---- GIVEN PASSAGE
Limitations of mechanical isolation of protoplasts.
- It is restricted to certain tissues which have large vacuolated cells and is useful when there are side effects of cell wall degrading enzymes.
- Yield of protoplasts is generally very low. Protoplasts from less vacuolated and highly meristematic cells do not show good yield.
- The method is tedious and laborious.
- Viability of protoplasts is low.
Enzymatic method of separation of protoplasts
Many scientists have tried to modify or develop this technique, until later in 1960s Prof. Edward Cocking from Nottingham University, England, developed a sophisticated and novel approach for the large-scale production of higher plant protoplasts, using root tips of tomato seedlings. He used cellulase enzyme from the fungus Myrothecium, which involved the digestion of cellulosic cell walls and obtained protoplasts from the cells of the root tips.
The enzymatic separation of protoplasts can be done in two ways:
- One-step method, protoplasts are isolated directly from the tissues by using two enzymes, cellulase and pectinase, simultaneously.
- Two-step method (sequential method), cells are first isolated from tissues by using enzyme pectinase and to this cell suspension, cellulase is added to digest the cell wall and release protoplasts.
Enzymatic solution for these methods should be carefully prepared. The enzymatic solution should of course contain the enzymes but along with enzymes sugar should also be added. The sugar works as an osmoticum, which prevents the plasma membrane from rupturing, during cell wall digestion by enzymatic action. Along with sugar some salts and nutrients should also be used for providing stability and viability to the isolated protoplasts.
The enzymatic separation of protoplasts process involves four steps:
- Sterilization of leaves
- Peeling off the lower epidermis
- Incubation in enzyme solution and
- Isolation and purification of the protoplasts.
Sterilization of leaves
Healthy leaves are obtained from greenhouse grown plants and leaves are sterilized by 0.1% mercuric chloride solution followed by short treatment with 70% alcohol. The leaves are then rinsed three times with sterilized distilled water.
Peeling off the lower epidermis
After sterilization of the leaves, the lower epidermis is carefully removed and the strips are cut into small pieces.
Incubation in enzyme solution
- Mostly macerozyme and cellulase enzymes are used to obtain protoplasts in significant number.
- The pH of the enzyme solution is adjusted between 4.7 and 6.0.
- The osmotic concentration of enzyme mixture is elevated by adding 500- 800 m mol/l sorbitol or mannitol in order to prevent them from bursting. And to improve membrane stability usually CaCl2 (50-100mM) is also added to the enzyme solution.
- Along with this some salts like KCl and MgSO4 should be added as ionic osmoticum to maintain and improve protoplasts viability.
- Once the enzyme solution is ready, it is sterilized through a membrane filter and peeled leaf sections are placed in it.
- Petri-plates containing tissue and enzyme mixture are sealed with parafilm and incubated for 4-12 hours on a rocking shaker at 24-26 °C.
Isolation and Purification of Protoplasts
After incubation of plant tissues in enzyme solution, the solution is filtered through a wire or nylon mesh (50-100 µm) to remove debris like undigested cells, tissues, broken cells etc. The filtrate is transferred into screw capped small, sterilized centrifuge tubes and centrifuged at 100g. The protoplasts form a pellet at bottom while the small debris in the supernatant is carefully removed.
--------
---- PROVIDED MATERIAL
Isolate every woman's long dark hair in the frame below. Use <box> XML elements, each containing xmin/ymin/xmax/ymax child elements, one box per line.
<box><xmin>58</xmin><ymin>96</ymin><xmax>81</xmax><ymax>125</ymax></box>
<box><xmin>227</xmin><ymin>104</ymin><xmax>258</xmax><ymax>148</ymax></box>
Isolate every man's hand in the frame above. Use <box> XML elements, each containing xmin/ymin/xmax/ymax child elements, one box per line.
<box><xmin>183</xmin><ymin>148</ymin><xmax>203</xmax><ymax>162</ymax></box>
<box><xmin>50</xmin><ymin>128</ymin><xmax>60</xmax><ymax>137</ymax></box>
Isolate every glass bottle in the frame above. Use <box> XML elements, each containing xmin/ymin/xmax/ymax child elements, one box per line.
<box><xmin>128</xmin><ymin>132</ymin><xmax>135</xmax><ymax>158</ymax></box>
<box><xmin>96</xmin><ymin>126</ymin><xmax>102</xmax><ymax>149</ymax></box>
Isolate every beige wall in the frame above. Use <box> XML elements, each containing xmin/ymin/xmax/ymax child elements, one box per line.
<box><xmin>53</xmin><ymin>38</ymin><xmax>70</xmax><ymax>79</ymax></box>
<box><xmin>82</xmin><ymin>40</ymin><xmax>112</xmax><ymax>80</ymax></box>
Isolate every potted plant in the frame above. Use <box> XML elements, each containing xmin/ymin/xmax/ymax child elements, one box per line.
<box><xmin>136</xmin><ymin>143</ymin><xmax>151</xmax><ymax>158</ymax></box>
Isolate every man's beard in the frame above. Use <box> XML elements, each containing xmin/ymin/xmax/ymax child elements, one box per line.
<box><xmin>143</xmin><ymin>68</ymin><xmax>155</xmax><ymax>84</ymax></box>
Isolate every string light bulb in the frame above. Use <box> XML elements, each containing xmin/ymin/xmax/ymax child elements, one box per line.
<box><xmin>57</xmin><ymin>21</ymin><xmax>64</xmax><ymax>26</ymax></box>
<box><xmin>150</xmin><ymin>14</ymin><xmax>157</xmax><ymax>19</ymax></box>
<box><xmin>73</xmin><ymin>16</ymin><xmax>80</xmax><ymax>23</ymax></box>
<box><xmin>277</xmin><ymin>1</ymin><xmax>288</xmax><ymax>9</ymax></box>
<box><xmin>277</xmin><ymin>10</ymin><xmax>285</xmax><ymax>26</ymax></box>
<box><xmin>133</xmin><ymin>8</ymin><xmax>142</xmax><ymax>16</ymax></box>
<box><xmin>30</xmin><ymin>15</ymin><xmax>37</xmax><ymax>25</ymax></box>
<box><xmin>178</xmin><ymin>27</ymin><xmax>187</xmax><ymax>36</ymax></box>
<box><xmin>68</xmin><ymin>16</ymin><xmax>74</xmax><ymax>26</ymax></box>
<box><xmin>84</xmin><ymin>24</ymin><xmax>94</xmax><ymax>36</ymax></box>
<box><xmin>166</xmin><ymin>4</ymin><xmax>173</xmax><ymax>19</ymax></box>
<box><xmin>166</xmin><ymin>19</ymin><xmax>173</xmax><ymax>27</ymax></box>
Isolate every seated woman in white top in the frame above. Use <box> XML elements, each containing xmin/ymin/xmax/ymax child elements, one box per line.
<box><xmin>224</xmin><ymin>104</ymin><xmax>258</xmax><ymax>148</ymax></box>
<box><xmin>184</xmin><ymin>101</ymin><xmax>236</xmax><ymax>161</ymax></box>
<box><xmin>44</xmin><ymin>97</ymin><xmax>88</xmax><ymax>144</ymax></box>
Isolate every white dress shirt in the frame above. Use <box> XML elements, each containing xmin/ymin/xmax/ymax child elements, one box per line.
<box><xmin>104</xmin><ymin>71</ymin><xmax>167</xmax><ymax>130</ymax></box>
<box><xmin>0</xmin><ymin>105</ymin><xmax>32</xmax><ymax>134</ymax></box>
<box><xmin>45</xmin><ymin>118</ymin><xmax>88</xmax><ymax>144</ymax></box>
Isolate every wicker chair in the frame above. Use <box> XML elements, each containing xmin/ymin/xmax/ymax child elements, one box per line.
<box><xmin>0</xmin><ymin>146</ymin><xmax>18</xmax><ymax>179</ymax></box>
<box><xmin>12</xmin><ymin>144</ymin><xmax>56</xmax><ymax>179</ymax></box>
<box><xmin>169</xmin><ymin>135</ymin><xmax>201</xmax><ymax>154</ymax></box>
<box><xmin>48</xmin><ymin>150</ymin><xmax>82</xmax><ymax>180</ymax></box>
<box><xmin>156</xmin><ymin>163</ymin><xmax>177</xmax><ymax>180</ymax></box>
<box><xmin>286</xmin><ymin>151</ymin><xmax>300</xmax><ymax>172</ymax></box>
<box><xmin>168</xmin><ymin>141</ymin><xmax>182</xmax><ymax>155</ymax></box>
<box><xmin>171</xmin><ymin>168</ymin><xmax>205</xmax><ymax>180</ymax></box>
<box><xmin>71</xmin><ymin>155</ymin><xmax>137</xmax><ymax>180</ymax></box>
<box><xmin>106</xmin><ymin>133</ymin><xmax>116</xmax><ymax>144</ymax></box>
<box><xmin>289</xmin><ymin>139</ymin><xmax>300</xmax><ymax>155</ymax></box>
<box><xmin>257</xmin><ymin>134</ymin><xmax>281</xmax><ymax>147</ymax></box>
--------
_ABOUT THIS EXERCISE_. In the protoplast text, which fungus supplied the cellulase enzyme Cocking used? The lines come from a separate source and have no link to the protoplast text.

_TASK ANSWER_. Myrothecium.